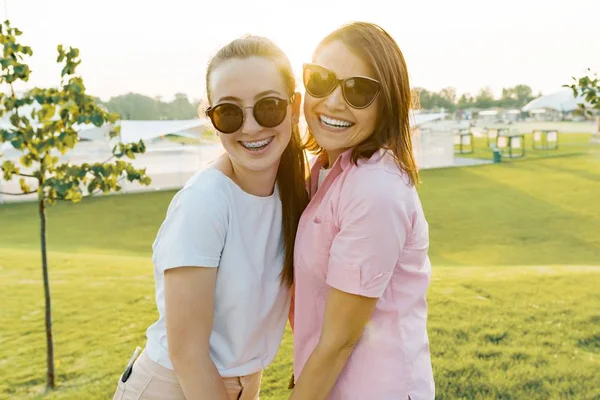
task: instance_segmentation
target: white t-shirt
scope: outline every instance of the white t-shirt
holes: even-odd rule
[[[146,352],[173,369],[167,350],[164,271],[217,267],[210,354],[222,377],[266,368],[279,349],[290,293],[281,284],[284,247],[277,185],[269,197],[244,192],[216,169],[194,175],[167,210],[153,245],[159,319]]]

- _EXERCISE BRIEF_: Reproduce these lines without any changes, omitting the picture from your answer.

- _WRITTEN ANSWER_:
task: instance_segmentation
target: white t-shirt
scope: outline every instance of the white t-shirt
holes: even-odd rule
[[[146,352],[173,369],[167,350],[164,271],[217,267],[210,354],[222,377],[266,368],[279,349],[290,293],[281,284],[284,247],[277,185],[269,197],[244,192],[216,169],[194,175],[167,210],[153,245],[159,319]]]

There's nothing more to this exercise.